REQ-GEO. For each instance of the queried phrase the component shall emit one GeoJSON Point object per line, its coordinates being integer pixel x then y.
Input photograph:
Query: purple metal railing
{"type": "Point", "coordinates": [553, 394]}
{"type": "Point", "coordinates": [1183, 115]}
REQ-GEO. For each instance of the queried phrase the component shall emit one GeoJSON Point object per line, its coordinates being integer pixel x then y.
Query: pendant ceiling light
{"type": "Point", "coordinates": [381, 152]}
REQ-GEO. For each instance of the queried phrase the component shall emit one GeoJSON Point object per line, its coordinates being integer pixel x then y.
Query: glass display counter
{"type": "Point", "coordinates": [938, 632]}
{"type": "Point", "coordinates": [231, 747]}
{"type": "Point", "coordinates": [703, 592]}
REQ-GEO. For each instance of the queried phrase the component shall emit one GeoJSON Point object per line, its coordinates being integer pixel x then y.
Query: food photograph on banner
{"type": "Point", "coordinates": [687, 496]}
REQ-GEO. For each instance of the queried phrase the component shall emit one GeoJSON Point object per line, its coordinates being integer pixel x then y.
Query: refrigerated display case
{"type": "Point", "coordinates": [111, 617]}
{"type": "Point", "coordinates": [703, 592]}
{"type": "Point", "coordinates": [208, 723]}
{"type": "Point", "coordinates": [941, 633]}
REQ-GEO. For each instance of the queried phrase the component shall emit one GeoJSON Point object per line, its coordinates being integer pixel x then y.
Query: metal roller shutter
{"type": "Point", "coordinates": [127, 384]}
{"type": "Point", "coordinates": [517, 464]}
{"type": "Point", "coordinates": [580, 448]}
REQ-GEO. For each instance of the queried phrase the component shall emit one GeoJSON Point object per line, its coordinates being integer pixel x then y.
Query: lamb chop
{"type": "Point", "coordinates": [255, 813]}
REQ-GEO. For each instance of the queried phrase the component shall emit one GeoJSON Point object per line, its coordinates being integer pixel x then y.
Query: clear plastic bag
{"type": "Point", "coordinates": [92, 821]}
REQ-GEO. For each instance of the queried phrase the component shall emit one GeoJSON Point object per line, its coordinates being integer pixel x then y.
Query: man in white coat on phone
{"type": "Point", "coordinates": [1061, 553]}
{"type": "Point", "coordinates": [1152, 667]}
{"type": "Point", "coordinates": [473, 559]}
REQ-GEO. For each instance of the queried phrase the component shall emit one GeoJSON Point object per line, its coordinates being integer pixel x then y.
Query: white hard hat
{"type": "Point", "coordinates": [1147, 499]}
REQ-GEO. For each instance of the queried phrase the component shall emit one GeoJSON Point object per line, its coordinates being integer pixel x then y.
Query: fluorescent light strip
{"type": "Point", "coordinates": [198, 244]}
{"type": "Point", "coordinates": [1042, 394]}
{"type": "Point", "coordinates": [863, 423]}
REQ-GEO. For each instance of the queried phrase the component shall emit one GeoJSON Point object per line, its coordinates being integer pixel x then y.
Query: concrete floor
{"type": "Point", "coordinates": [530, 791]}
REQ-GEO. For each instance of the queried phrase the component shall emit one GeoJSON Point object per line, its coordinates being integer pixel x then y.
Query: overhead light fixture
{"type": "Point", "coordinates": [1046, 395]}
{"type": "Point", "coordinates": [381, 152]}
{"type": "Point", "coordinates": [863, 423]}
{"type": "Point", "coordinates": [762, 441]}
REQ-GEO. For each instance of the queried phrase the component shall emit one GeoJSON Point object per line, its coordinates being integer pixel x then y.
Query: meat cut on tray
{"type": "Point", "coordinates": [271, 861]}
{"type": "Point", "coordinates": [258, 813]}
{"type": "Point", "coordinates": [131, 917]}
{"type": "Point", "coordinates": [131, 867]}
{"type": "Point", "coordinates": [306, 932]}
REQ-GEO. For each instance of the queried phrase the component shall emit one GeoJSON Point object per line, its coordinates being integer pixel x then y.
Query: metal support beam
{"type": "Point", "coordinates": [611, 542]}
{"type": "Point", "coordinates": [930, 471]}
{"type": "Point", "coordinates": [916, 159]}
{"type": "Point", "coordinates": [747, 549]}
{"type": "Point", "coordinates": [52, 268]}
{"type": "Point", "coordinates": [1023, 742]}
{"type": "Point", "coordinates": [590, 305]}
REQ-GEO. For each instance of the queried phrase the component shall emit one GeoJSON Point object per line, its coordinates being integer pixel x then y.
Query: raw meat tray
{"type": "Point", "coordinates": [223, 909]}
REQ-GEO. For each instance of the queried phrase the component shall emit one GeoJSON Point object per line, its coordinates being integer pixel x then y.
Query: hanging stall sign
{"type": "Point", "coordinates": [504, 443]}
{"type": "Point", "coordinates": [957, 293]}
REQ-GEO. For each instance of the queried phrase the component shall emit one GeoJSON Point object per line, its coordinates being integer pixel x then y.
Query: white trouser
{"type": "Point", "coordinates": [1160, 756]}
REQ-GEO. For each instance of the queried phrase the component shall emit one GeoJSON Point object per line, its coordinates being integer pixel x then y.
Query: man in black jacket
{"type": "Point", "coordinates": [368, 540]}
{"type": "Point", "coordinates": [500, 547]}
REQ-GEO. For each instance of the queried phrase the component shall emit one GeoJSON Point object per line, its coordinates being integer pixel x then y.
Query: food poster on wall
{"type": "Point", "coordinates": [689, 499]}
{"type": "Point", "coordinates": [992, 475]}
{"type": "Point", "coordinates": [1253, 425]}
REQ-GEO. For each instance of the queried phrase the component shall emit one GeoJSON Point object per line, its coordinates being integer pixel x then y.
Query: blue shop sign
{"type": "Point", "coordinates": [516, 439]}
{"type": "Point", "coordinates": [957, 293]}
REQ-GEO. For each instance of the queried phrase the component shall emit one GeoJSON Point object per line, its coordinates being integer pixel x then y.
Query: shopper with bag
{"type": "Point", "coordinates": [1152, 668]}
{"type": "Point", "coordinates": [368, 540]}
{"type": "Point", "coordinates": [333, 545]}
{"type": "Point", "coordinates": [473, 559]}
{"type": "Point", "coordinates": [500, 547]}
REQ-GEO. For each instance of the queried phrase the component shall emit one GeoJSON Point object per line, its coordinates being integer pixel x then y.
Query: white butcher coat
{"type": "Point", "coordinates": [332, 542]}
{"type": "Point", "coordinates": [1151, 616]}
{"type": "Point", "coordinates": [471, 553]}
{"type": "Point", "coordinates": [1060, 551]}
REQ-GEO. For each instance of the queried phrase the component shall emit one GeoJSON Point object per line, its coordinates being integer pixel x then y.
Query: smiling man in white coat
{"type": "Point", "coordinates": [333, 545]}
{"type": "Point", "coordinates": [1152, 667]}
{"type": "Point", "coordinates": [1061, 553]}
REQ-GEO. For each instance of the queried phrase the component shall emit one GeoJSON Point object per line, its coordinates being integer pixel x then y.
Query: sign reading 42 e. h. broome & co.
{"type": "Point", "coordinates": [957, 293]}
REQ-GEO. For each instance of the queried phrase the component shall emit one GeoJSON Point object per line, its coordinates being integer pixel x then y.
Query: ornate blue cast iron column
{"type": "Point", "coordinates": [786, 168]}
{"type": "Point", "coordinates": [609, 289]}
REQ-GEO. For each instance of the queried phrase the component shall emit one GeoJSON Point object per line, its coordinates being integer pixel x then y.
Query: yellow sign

☆ ☆ ☆ ☆

• **WHAT YOU SHOULD DO**
Word for word, return the entire set of entries.

• **EXERCISE SOLUTION**
REQ-GEO. For each instance of the queried phrase the component shall emit one GeoJSON Point object per line, its coordinates being integer pixel x then y.
Input photograph:
Query: purple metal railing
{"type": "Point", "coordinates": [553, 394]}
{"type": "Point", "coordinates": [1183, 115]}
REQ-GEO. For each instance of the queried phrase the component shall emit one GeoJSON Point object per line, its coordinates being integer pixel x then y.
Query: pendant ceiling light
{"type": "Point", "coordinates": [381, 152]}
REQ-GEO. For each instance of the queried phrase the component shall emit one GeoJSON Point object per line, its coordinates being integer pixel x then y.
Query: glass display counter
{"type": "Point", "coordinates": [938, 632]}
{"type": "Point", "coordinates": [231, 747]}
{"type": "Point", "coordinates": [703, 592]}
REQ-GEO. For each instance of the queried phrase the component shall emit one GeoJSON Point object per line, its coordinates being integer pixel x then y.
Query: food photograph on banner
{"type": "Point", "coordinates": [687, 496]}
REQ-GEO. For each instance of the queried phrase the component shall emit one GeoJSON Point object per line, its coordinates being integer pixel x then y.
Query: refrigerated display case
{"type": "Point", "coordinates": [111, 617]}
{"type": "Point", "coordinates": [703, 592]}
{"type": "Point", "coordinates": [208, 723]}
{"type": "Point", "coordinates": [941, 633]}
REQ-GEO. For each instance of the queried phrase the component shall emit one GeoJSON Point object per line, its coordinates being integer pixel x then y.
Query: metal roller shutter
{"type": "Point", "coordinates": [127, 384]}
{"type": "Point", "coordinates": [517, 464]}
{"type": "Point", "coordinates": [580, 448]}
REQ-GEO. For each instance of the queried phrase the component shall emit one GeoJSON Point object per line, its coordinates being integer pixel x then y.
Query: lamb chop
{"type": "Point", "coordinates": [255, 813]}
REQ-GEO. For each instance of the queried phrase the component shall emit one GeoJSON Point object per line, its coordinates being integer pixel x then y.
Query: clear plastic bag
{"type": "Point", "coordinates": [92, 821]}
REQ-GEO. For each instance of the queried phrase the component shall emit one GeoJSON Point object per line, its coordinates being integer pixel x then y.
Query: man in white coat on phone
{"type": "Point", "coordinates": [1061, 553]}
{"type": "Point", "coordinates": [1152, 667]}
{"type": "Point", "coordinates": [473, 559]}
REQ-GEO. For each instance of the queried phrase the component shall emit one GeoJSON Point object per line, its coordinates being integer pixel x then y.
Query: white hard hat
{"type": "Point", "coordinates": [1147, 499]}
REQ-GEO. For each instance of the queried phrase the component shall emit one GeoJSON Point object per line, its coordinates being integer pixel x then y.
Query: fluorescent light strip
{"type": "Point", "coordinates": [198, 244]}
{"type": "Point", "coordinates": [1042, 394]}
{"type": "Point", "coordinates": [863, 423]}
REQ-GEO. For each instance of the queried phrase the component shall emit one GeoJSON Point object per line, its coordinates being integer pixel x then y.
Query: concrete floor
{"type": "Point", "coordinates": [530, 791]}
REQ-GEO. For each instance of the queried phrase the component shall emit one GeoJSON Point object per line, its coordinates being integer pixel x then y.
Query: overhead light fixture
{"type": "Point", "coordinates": [1046, 395]}
{"type": "Point", "coordinates": [381, 152]}
{"type": "Point", "coordinates": [863, 423]}
{"type": "Point", "coordinates": [762, 441]}
REQ-GEO. For each instance of the queried phrase the component shall emit one GeoJSON Point object per line, its coordinates being integer pixel x then y.
Query: meat cut on tray
{"type": "Point", "coordinates": [271, 861]}
{"type": "Point", "coordinates": [258, 813]}
{"type": "Point", "coordinates": [131, 917]}
{"type": "Point", "coordinates": [131, 867]}
{"type": "Point", "coordinates": [306, 932]}
REQ-GEO. For each instance of the queried phrase the component shall emit one GeoJSON Point object per line, its coordinates being integer pixel x then y.
Query: metal support beam
{"type": "Point", "coordinates": [611, 542]}
{"type": "Point", "coordinates": [930, 471]}
{"type": "Point", "coordinates": [916, 159]}
{"type": "Point", "coordinates": [747, 549]}
{"type": "Point", "coordinates": [52, 268]}
{"type": "Point", "coordinates": [1023, 742]}
{"type": "Point", "coordinates": [590, 305]}
REQ-GEO. For each instance of the queried phrase the component shall emit one GeoJSON Point object per line, its coordinates being integer pixel x then y.
Query: raw meat tray
{"type": "Point", "coordinates": [223, 909]}
REQ-GEO. For each instance of the queried phrase the component shall emit one GeoJSON Point object per line, its coordinates being integer pixel x then y.
Query: hanging stall sign
{"type": "Point", "coordinates": [504, 443]}
{"type": "Point", "coordinates": [957, 293]}
REQ-GEO. For each instance of the queried phrase the component shall emit one GeoJSON Point object per line, its coordinates being integer pixel x then y.
Query: white trouser
{"type": "Point", "coordinates": [1160, 756]}
REQ-GEO. For each instance of the queried phrase the component shall emit one GeoJSON Point object per line, its coordinates being integer pixel x then y.
Query: man in black jacket
{"type": "Point", "coordinates": [368, 540]}
{"type": "Point", "coordinates": [500, 547]}
REQ-GEO. For each instance of the queried phrase the component shall emit one GeoJSON Point object per line, its coordinates being integer pixel x then y.
Query: food poster on wall
{"type": "Point", "coordinates": [689, 499]}
{"type": "Point", "coordinates": [992, 475]}
{"type": "Point", "coordinates": [1253, 425]}
REQ-GEO. For each instance of the queried phrase the component shall emit one GeoJSON Point object per line, its coordinates being integer pixel x then y.
Query: blue shop sign
{"type": "Point", "coordinates": [516, 439]}
{"type": "Point", "coordinates": [957, 293]}
REQ-GEO. For each instance of the queried phrase the component shall emit one GeoJSON Point object per line, its coordinates being integer pixel x then y.
Query: shopper with bag
{"type": "Point", "coordinates": [1152, 668]}
{"type": "Point", "coordinates": [368, 540]}
{"type": "Point", "coordinates": [333, 545]}
{"type": "Point", "coordinates": [473, 559]}
{"type": "Point", "coordinates": [500, 547]}
REQ-GEO. For each instance of the queried phrase the component shall emit one GeoJSON Point object per line, its coordinates being integer pixel x then y.
Query: white butcher coat
{"type": "Point", "coordinates": [332, 542]}
{"type": "Point", "coordinates": [1151, 616]}
{"type": "Point", "coordinates": [471, 553]}
{"type": "Point", "coordinates": [1060, 551]}
REQ-GEO. For each instance of the queried phrase the component shall emit one GeoJSON Point object per line, its coordinates being integer pixel x then y.
Query: smiling man in white coat
{"type": "Point", "coordinates": [333, 545]}
{"type": "Point", "coordinates": [1152, 667]}
{"type": "Point", "coordinates": [1061, 553]}
REQ-GEO. For each instance of the queried phrase the component shall emit one GeoJSON Point object per line, its coordinates being integer pixel x then y.
Query: sign reading 42 e. h. broome & co.
{"type": "Point", "coordinates": [957, 293]}
REQ-GEO. For each instance of the queried phrase the component shall emit one GeoJSON Point object per line, its coordinates being integer pixel x then y.
Query: ornate blue cast iron column
{"type": "Point", "coordinates": [786, 168]}
{"type": "Point", "coordinates": [609, 289]}
REQ-GEO. For each instance of the queried phrase the component shall emit one GeoJSON Point object per line, its coordinates being integer pixel x then y.
Query: yellow sign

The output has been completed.